→ **Reading passage**:
--------------------------------
Pulitzer Prize-winning author Colson Whitehead to read from his new novel

author Colson Whitehead
book cover

Colson Whitehead became a literary phenomenon after the publication of The Underground Railroad in 2016--a work of speculative fiction about a young woman who escapes a life of slavery on a Georgia plantation and heads north on a subterranean train.

The novel won both the National Book Award and the Pulitzer Prize, along with rave reviews from almost everyone. The New York Times Book Review described it as “stunningly daring.” NPR hailed it as “An American masterpiece.” Oprah Winfrey called it “heart-stopping.” And Barrack Obama said it was “terrific.”

On September 19, Bookshop Santa Cruz and The Humanities Institute at UC Santa Cruz will present a special reading with Whitehead from his latest book, The Nickel Boys, at Peace United Church in Santa Cruz.

The Nickel Boys examines another slice of institutionalized racism in American history, this time told through the story of two boys at an abusive reform school in Jim Crow-era Florida. The novel is based on the true story of a reform school in the Florida panhandle that existed for more than a century and traumatized thousands of children.

"The Nickel Boys chronicles the depths of racism, carceral torture, and child abuse in modern America” said Tyler Stovall, dean of humanities at UC Santa Cruz. “As the nation commemorates the 400th anniversary of slavery, Colson Whitehead's novel serves as a powerful reminder of the fact that the after-effects of black slavery lingered long after the Emancipation Proclamation, and in some forms are still with us today."

"With the recent passing of Toni Morrison, Colson Whitehead is perhaps the preeminent novelist of the black experience writing in America today,” added Stovall. “His Pulitzer Prize-winning novel The Underground Railroad is a classic blend of history and fantasy."
--------------------------------
→ **Collected data entries**:
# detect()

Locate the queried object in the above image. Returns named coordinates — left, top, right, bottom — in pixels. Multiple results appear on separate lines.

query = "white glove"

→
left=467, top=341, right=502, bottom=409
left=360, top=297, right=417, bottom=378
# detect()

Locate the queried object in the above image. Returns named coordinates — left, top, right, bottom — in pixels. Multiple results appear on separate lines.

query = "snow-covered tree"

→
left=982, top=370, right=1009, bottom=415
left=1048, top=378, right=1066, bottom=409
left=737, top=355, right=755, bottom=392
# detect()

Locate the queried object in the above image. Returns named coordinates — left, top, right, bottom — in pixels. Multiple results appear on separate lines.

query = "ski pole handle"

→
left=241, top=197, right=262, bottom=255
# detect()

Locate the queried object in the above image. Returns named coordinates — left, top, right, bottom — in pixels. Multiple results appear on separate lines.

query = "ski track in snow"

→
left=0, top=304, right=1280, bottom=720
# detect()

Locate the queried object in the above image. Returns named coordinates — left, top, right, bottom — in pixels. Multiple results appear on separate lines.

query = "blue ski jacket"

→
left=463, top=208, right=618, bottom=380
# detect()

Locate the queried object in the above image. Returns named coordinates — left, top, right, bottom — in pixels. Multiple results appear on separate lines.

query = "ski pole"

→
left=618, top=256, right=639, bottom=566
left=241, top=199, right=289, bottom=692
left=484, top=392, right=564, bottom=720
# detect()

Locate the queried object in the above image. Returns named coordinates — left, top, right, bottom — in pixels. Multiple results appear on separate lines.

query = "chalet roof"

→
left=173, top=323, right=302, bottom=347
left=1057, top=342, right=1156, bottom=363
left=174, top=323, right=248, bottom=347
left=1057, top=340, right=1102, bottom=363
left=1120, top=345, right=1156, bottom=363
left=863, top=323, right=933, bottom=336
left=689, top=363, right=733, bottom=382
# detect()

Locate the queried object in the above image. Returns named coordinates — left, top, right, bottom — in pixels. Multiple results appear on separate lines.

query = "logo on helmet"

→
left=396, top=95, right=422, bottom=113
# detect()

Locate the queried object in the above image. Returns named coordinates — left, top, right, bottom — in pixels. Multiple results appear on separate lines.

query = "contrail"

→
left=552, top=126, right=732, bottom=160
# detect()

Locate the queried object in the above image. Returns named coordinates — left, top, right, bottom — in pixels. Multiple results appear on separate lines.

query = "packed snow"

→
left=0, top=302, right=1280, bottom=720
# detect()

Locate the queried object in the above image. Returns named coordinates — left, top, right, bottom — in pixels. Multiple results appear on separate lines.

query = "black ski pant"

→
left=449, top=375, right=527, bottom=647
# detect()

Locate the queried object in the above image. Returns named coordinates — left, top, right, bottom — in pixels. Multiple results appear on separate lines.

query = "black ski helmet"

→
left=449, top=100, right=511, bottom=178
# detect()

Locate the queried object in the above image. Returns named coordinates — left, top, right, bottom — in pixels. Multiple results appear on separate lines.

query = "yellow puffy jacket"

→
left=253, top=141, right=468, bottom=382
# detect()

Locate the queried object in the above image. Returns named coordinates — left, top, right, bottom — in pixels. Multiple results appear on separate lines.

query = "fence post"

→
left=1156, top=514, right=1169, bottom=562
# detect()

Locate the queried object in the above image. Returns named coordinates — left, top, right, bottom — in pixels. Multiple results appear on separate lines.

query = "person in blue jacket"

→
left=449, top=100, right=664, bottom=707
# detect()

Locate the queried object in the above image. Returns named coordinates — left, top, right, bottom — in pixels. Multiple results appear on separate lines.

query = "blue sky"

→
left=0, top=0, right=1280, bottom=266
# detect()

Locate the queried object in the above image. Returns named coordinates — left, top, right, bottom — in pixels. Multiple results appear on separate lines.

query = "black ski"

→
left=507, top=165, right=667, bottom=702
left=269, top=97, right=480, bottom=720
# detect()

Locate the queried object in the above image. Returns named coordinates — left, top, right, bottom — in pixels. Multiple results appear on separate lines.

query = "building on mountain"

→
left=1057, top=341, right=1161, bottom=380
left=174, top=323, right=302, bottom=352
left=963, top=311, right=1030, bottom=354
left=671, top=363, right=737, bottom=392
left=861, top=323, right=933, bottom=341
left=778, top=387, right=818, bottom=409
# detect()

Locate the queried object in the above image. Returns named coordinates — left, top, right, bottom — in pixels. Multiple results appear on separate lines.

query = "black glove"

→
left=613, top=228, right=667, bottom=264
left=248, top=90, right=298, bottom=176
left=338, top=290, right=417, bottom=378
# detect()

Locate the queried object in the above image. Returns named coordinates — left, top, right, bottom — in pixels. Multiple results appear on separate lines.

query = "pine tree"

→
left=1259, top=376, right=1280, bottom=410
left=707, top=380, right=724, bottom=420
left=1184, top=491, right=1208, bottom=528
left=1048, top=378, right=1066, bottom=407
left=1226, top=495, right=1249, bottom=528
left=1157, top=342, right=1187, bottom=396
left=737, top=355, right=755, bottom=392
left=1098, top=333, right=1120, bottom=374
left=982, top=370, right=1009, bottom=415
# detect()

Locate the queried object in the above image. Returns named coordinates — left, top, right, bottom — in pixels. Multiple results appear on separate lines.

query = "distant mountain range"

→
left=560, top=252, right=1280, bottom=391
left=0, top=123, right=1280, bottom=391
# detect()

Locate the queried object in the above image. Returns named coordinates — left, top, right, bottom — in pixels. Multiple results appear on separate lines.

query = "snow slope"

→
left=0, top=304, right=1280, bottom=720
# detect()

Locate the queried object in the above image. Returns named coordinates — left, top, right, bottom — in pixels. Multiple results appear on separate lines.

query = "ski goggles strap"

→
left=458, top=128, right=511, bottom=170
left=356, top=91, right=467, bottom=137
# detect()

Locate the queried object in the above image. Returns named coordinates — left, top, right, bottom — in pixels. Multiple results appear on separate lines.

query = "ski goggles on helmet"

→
--------------------------------
→ **What you should do**:
According to the event announcement, where will the reading from The Nickel Boys take place?

→ **Output for this task**:
At Peace United Church in Santa Cruz.